>>>>

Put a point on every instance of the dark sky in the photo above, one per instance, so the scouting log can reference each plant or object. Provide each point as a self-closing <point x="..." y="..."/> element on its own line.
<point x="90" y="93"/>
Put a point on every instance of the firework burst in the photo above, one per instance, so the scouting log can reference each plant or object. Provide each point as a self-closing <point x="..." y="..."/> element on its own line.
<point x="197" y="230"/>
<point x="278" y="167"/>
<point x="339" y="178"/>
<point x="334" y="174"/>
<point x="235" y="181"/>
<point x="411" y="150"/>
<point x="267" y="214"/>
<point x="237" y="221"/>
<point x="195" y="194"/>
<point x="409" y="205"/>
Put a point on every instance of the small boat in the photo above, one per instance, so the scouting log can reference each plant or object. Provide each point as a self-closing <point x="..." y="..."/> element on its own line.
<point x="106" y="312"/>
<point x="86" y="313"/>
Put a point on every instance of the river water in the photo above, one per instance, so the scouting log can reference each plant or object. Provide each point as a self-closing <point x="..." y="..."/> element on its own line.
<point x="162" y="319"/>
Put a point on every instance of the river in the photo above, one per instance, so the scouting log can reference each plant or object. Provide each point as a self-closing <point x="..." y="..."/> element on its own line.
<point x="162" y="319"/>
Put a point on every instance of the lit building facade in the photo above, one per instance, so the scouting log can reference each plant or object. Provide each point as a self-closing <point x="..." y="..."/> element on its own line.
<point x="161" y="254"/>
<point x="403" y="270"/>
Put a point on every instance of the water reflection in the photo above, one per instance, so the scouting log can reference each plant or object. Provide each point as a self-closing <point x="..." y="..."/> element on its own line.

<<<<

> [WHAT YOU HAVE TO DO]: Could you retype all of the entries exactly, leaving none out?

> [EXPECTED ANSWER]:
Put a point on every instance of the dark sky in the photo above, one per instance, so the scouting log can reference each plant or object. Provide each point as a self-closing <point x="..." y="..."/> element on its own line.
<point x="90" y="93"/>
Put a point on every instance of the firework burst in the photo above, one per instance, so the scouting log can reference each plant or object. Provide each point as a self-closing <point x="..." y="..."/> element on its own line.
<point x="197" y="230"/>
<point x="278" y="167"/>
<point x="339" y="178"/>
<point x="334" y="174"/>
<point x="235" y="181"/>
<point x="411" y="150"/>
<point x="267" y="214"/>
<point x="237" y="221"/>
<point x="195" y="194"/>
<point x="409" y="205"/>
Put a point on every instance of the small boat in the photo above, one per instance, so the scouting log can reference each plant or object. Provide each point as a self-closing <point x="..." y="..."/> element on its own line.
<point x="106" y="312"/>
<point x="86" y="313"/>
Put a point on every instance of the river water in the photo above, one per instance, so the scouting log can reference each plant or object. Provide each point as a self-closing <point x="..." y="..."/> element on its own line.
<point x="162" y="319"/>
Put a point on every instance of the river in the photo above, one per instance, so the scouting log can reference each plant or object. Provide each point as a self-closing <point x="..." y="..."/> element on its own line.
<point x="162" y="319"/>
Put a point on every instance of the lit building facade in the photo above, one per instance, so the scouting log can reference each plant or object. Provide each point as a self-closing <point x="..." y="..."/> element on its own line.
<point x="161" y="254"/>
<point x="403" y="270"/>
Put a point on every instance of the water reflection in the photo above, one per instance, so the scouting log can reference each plant or object. Provide each point as a self-closing <point x="..." y="..."/> element on its own line.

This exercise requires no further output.